(Excerpts of pointing data)
⁂

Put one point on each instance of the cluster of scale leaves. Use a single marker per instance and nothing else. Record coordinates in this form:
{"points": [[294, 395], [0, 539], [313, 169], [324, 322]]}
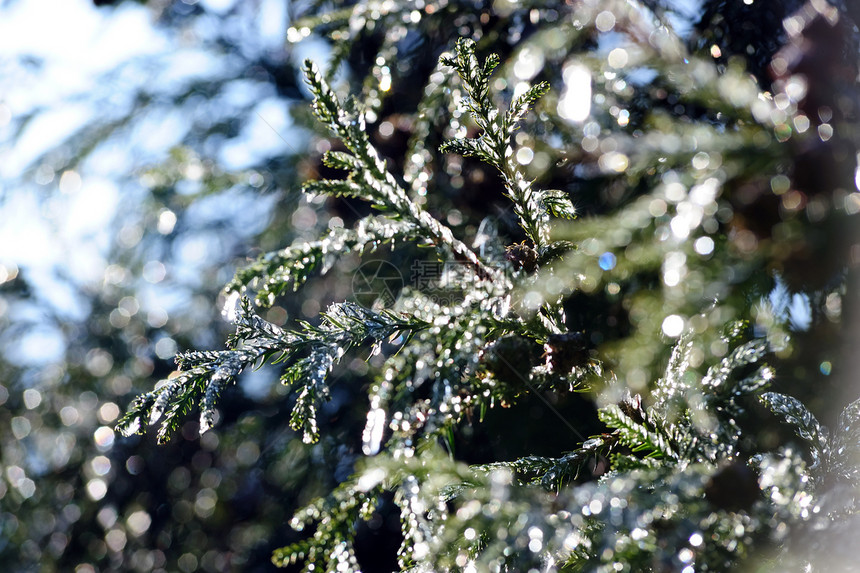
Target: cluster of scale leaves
{"points": [[671, 499]]}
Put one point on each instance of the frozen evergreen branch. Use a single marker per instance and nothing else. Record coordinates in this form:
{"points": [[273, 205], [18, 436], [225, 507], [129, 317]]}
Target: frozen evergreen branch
{"points": [[494, 146], [310, 353]]}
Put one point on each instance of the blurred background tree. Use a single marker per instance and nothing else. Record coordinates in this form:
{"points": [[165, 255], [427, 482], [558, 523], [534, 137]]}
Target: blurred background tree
{"points": [[151, 148]]}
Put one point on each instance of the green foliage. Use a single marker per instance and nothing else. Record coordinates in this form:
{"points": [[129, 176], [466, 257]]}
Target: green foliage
{"points": [[676, 480], [310, 354], [494, 146]]}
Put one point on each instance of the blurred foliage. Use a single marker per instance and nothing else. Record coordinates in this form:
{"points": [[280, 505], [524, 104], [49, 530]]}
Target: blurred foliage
{"points": [[708, 155]]}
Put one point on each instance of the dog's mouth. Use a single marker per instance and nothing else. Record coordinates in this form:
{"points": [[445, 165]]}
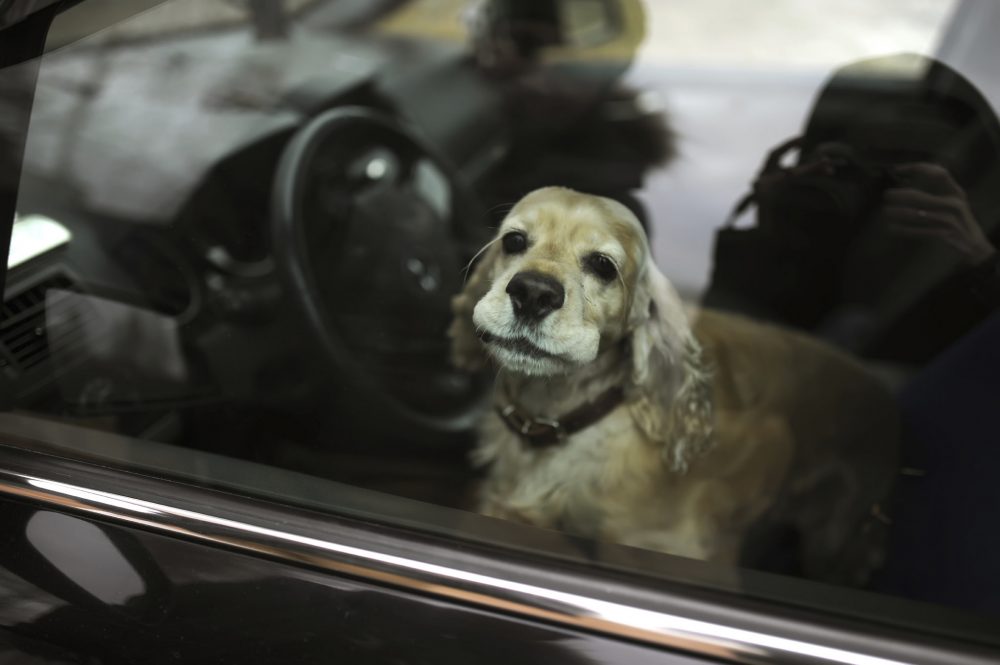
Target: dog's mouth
{"points": [[518, 345]]}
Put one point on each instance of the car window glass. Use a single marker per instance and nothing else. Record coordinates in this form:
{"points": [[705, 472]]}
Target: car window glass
{"points": [[715, 282]]}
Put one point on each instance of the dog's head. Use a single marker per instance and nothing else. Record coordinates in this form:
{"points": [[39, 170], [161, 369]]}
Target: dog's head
{"points": [[569, 275]]}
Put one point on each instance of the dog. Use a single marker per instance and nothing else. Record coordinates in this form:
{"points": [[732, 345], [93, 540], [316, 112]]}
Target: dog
{"points": [[622, 415]]}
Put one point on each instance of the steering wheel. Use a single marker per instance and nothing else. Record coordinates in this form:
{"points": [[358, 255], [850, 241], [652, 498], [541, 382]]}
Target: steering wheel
{"points": [[371, 230]]}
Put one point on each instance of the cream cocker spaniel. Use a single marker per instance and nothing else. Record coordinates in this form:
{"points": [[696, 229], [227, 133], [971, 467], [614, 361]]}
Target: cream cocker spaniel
{"points": [[622, 416]]}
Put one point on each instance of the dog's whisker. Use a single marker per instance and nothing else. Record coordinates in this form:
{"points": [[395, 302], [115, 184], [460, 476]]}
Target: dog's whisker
{"points": [[468, 265]]}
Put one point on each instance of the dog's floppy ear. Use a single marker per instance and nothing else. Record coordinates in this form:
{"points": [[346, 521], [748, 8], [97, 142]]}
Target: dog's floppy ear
{"points": [[670, 395], [467, 351]]}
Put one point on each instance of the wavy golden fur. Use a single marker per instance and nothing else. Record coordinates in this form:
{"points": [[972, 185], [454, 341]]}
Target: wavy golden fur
{"points": [[728, 428]]}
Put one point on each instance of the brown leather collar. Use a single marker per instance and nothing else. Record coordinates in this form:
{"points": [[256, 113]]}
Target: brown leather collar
{"points": [[543, 432]]}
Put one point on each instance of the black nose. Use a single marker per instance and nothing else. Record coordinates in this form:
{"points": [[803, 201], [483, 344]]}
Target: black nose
{"points": [[534, 295]]}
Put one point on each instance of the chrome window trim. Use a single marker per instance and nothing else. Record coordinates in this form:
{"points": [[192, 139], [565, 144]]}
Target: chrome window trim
{"points": [[610, 607]]}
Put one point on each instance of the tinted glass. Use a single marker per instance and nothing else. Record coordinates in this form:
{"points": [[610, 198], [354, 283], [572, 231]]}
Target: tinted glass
{"points": [[758, 330]]}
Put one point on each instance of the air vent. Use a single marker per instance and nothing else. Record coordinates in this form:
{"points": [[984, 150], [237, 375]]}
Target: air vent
{"points": [[22, 332]]}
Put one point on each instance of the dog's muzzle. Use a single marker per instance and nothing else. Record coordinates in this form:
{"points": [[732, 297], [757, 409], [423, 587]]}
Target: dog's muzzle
{"points": [[535, 295]]}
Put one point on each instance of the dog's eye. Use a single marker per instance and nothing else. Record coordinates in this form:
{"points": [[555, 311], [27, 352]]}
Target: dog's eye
{"points": [[601, 266], [515, 242]]}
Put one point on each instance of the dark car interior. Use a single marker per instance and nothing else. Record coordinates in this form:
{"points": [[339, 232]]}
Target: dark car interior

⁂

[WHAT YOU SHOULD DO]: Rewrite all of the entries above, changing "marker" to "dot" everywhere and keeping everything else the same. Leave the pictures out of your version.

[COMPLETE OUTPUT]:
Put one point on each instance of the cluster of scale leaves. Use a single dot per instance and nothing else. Record coordinates in this form:
{"points": [[294, 395], [0, 539], [313, 169], [324, 322]]}
Target: cluster of scale leaves
{"points": [[671, 499]]}
Put one point on each instance of the frozen evergreen branch. Use a single dot per instance and nothing else. Record coordinates in this form:
{"points": [[273, 205], [18, 436], [225, 507], [129, 317]]}
Target: frozen evergreen branch
{"points": [[494, 146], [310, 353]]}
Put one point on each instance of the blurred background tree. Use a single dot per instance and nothing else. Record coordinates in this form:
{"points": [[165, 255], [427, 482], [558, 523], [534, 137]]}
Target: blurred background tree
{"points": [[151, 148]]}
Put one point on each instance of the green foliage. Use a single dot per instance and nothing else. Record coordinates in this form:
{"points": [[129, 176], [466, 257]]}
Target: green foliage
{"points": [[676, 480], [310, 354], [494, 146]]}
Put one point on each instance of the blurred foliage. Use a single dot per instance and nothing else. Record coordinates in this form:
{"points": [[280, 505], [524, 104], [49, 530]]}
Target: blurred foliage
{"points": [[708, 155]]}
Put one point on each instance of the dog's mouth. Use a single dot per instance and nothing else. Record coordinates in this form:
{"points": [[445, 165]]}
Target: dog's mouth
{"points": [[518, 345]]}
Put one point on each instance of the car window glass. Use a single dot per instance and nothing else. Record coordinates in this form:
{"points": [[705, 472]]}
Target: car window glass
{"points": [[715, 282]]}
Put one point on each instance of the dog's head. Use a single dot per instance and nothing else. Record coordinates in this form:
{"points": [[39, 170], [161, 369]]}
Target: dog's head
{"points": [[569, 275]]}
Put one point on each instance of the dog. Use a single dot per instance and nothing else. Record coordinates in this form:
{"points": [[732, 345], [93, 540], [316, 112]]}
Target: dog
{"points": [[622, 415]]}
Put one point on each instance of the steering wheel. Use a single dot per instance and nothing else. Record coordinates in this form:
{"points": [[358, 255], [850, 241], [652, 498], [541, 382]]}
Target: steering wheel
{"points": [[371, 230]]}
Put one point on each instance of the cream cocker spaniel. Use a single dot per instance and nothing else. Record coordinates in this form:
{"points": [[696, 229], [227, 133], [971, 467], [614, 361]]}
Target: cream cocker spaniel
{"points": [[622, 416]]}
Put one point on each instance of the dog's whisker. Use a single dot per instance and nothing else. Record coordinates in this form:
{"points": [[395, 302], [115, 184], [460, 476]]}
Target: dog's whisker
{"points": [[468, 265]]}
Put one point on each instance of the dog's floppy ear. Use a single dot per instance and nothing else. Record coordinates in this form:
{"points": [[346, 521], [748, 8], [97, 142]]}
Target: dog's floppy ear
{"points": [[670, 395], [467, 351]]}
Put one point on each instance of the wavy golden fur. Use a single dot per instance and nothing else. Record coordinates in this form:
{"points": [[972, 185], [454, 341]]}
Target: wavy golden fur
{"points": [[728, 428]]}
Put one point on each instance of the brown leather collar. Use a single dot per instance and nothing else. Record coordinates in this form:
{"points": [[256, 113]]}
Target: brown leather collar
{"points": [[543, 432]]}
Put one point on each instance of the black nose. Use a single dot per instance and nothing else. Record coordinates in this form:
{"points": [[803, 201], [483, 344]]}
Target: black nose
{"points": [[534, 295]]}
Put one point on each instance of the chrome window trim. Use a single dot per instance and nothing else. Record coordinates in this form:
{"points": [[192, 139], [565, 144]]}
Target: chrome window trim
{"points": [[610, 607]]}
Put one point on each instance of the tinted glass. Use a single dot per instance and nothing else. Record coordinates in this form:
{"points": [[610, 198], [354, 283], [572, 231]]}
Target: tinted glass
{"points": [[758, 330]]}
Put one point on each instance of the air vent. Use a single dot per instance and nothing else. Record coordinates in this form:
{"points": [[984, 150], [237, 375]]}
Target: air vent
{"points": [[22, 332]]}
Put one point on each instance of the dog's muzzle. Use a single dot per instance and nothing else. Record coordinates in this form:
{"points": [[732, 297], [757, 409], [423, 587]]}
Target: dog's muzzle
{"points": [[535, 295]]}
Put one point on each instance of the dog's eye. Use a single dot per instance and nothing else. Record coordinates in this form:
{"points": [[555, 311], [27, 352]]}
Target: dog's eye
{"points": [[601, 266], [515, 242]]}
Put one point on each instance of the dark car interior. Use a single dot per instance and nothing else. Record coordinates in this form:
{"points": [[339, 232]]}
Target: dark car interior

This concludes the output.